# What you will do
Word for word, reproduce every record in the listing below.

# Data for processing
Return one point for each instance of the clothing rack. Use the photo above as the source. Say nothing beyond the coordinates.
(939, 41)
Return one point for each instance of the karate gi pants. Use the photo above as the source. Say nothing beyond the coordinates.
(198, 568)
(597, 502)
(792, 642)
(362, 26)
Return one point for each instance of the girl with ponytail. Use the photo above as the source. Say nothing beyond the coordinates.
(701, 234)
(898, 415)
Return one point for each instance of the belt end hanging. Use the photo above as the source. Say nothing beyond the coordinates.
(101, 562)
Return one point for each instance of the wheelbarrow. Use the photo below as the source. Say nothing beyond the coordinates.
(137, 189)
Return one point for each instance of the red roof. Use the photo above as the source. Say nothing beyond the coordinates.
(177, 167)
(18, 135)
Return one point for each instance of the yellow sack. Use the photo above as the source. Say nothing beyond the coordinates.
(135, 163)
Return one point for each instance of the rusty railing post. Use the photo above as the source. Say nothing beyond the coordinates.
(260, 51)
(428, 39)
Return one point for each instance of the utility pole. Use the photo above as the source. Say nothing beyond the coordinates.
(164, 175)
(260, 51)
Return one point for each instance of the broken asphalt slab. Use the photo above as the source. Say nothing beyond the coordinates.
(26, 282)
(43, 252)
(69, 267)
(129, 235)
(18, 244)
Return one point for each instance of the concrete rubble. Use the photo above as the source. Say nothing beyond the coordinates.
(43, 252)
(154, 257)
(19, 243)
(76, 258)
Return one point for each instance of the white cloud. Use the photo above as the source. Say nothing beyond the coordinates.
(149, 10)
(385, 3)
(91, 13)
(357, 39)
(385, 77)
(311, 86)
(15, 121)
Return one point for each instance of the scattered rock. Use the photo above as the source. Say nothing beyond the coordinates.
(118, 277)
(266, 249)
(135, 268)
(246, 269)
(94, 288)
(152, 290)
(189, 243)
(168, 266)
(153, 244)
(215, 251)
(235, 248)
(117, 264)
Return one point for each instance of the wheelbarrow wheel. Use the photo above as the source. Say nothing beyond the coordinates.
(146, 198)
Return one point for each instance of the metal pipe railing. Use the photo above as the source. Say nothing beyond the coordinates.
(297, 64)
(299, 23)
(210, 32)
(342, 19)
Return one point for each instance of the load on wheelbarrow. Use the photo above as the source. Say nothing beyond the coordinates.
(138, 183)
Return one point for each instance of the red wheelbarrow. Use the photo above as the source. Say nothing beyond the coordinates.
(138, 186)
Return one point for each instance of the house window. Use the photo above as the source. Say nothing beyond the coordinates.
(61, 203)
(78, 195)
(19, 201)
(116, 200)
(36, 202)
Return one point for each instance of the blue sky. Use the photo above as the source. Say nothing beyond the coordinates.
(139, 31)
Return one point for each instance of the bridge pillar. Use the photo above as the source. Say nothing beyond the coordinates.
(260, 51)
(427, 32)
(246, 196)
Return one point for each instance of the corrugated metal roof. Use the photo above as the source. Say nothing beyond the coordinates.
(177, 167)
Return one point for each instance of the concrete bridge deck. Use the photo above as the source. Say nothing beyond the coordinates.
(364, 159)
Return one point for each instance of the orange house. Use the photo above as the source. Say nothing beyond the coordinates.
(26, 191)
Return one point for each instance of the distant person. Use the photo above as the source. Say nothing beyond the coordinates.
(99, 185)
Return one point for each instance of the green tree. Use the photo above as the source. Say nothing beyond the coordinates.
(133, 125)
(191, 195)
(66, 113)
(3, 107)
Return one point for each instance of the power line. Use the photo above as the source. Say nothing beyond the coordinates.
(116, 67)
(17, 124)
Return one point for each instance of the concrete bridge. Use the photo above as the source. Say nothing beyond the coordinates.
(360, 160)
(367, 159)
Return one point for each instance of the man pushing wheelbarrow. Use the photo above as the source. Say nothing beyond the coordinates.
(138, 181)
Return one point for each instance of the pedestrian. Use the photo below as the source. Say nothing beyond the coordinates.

# Answer space
Return one point for each instance of the clothing rack. Use the photo above as the source. Say nothing beyond the coordinates.
(939, 41)
Return one point for each instance of the karate gi pants. Use the photo above as the source. Say nothing beyond the coordinates.
(198, 568)
(597, 502)
(792, 642)
(362, 26)
Return one point for each instance of the girl with ponytail. Use the photo above as the source. Say nothing beyond the coordinates.
(701, 234)
(898, 415)
Return one point for each instance of the belt end hanging. Use the photo above as the source. Say nothing beyond the coordinates.
(101, 562)
Return one point for each instance of the wheelbarrow. Use the photo below as the source. Say nothing beyond the coordinates.
(137, 189)
Return one point for each instance of the red roof. Use the photo above as the source. Say nothing beyond the coordinates.
(177, 167)
(18, 135)
Return one point for each instance of the yellow sack. Use the photo above as the source. Say nothing beyond the coordinates.
(135, 163)
Return one point for each instance of the rusty railing post. Use the photo above as the source. Say nothing beyond the coordinates.
(260, 51)
(428, 39)
Return one point for each instance of the utility pole. Use the photo above as the source. Say nothing beyond the coordinates.
(164, 175)
(260, 51)
Return one point for each instance of the broken asphalt slab. Use the photo above as the source. Say nothing beyond the coordinates.
(26, 282)
(43, 252)
(69, 267)
(129, 235)
(18, 244)
Return one point for each instance of the concrete rubble. Use the photo above as the source. Say nothing beyond the coordinates.
(43, 252)
(154, 257)
(19, 243)
(76, 258)
Return one point for each instance of the white cloud. Use the photo above as the source. Say nothing beyond the coordinates.
(149, 10)
(385, 3)
(91, 13)
(357, 39)
(385, 77)
(311, 86)
(15, 121)
Return one point for each instance of the scattered rock. Use the photo above as the source. Say nothing beyond the coordinates.
(118, 277)
(266, 249)
(135, 268)
(246, 269)
(94, 288)
(152, 290)
(189, 243)
(168, 266)
(153, 244)
(215, 251)
(235, 248)
(117, 264)
Return one point for each instance of the wheelbarrow wheel. Use the photo above as the source. Say nothing beyond the coordinates.
(146, 198)
Return one point for each instance of the metal pipe railing. Use the photo above as the source. Say nothing beyond the coordinates.
(297, 64)
(299, 23)
(210, 32)
(342, 19)
Return one point for each instance of the load on wheelbarrow. Use the photo above as the source. Say nothing beyond the coordinates.
(138, 183)
Return one point for each instance of the red wheelbarrow. Use the photo above as the source. Say nothing beyond the coordinates.
(138, 186)
Return one point for each instance of the house window. Use the photo above as the source. Say nothing beyond the coordinates.
(61, 203)
(78, 195)
(19, 201)
(116, 200)
(36, 202)
Return one point for each instance of the blue sky. Use the photo above as the source. Say nothing beyond the coordinates.
(139, 31)
Return one point for each instance of the bridge pillar. Use the photo above as the source. Say nothing beyond the coordinates.
(260, 51)
(427, 32)
(246, 196)
Return one point for each instance of the corrugated metal roof. Use the photo above as the source. Say nothing beyond the coordinates.
(177, 167)
Return one point for each instance of the concrete bridge deck. Use the photo above as the source. Say nothing beyond the coordinates.
(364, 159)
Return one point for each instance of the orange house. Use the photo above as the source. Say nothing beyond the coordinates.
(26, 191)
Return one point for each instance of the distant person. Use the photo above as the source. Say nothing beyond the coordinates.
(99, 185)
Return one point for each instance of the green tree. Use the photo above as the source. Say nothing beyond the coordinates.
(133, 125)
(191, 195)
(66, 113)
(3, 107)
Return one point for each instance of the power line. Use the photo above as the source. Say nothing beyond the coordinates.
(116, 67)
(17, 124)
Return one point for each instance of the concrete bridge. Use the photo above as the source. Say nothing beyond the coordinates.
(360, 160)
(367, 159)
Return one point for each instance of the man pushing wheelbarrow. Use the photo above as the source. Say nothing beyond the coordinates.
(138, 181)
Return one point for each instance of the pedestrian. Use the photo below as the source. Say nothing beyond the coordinates.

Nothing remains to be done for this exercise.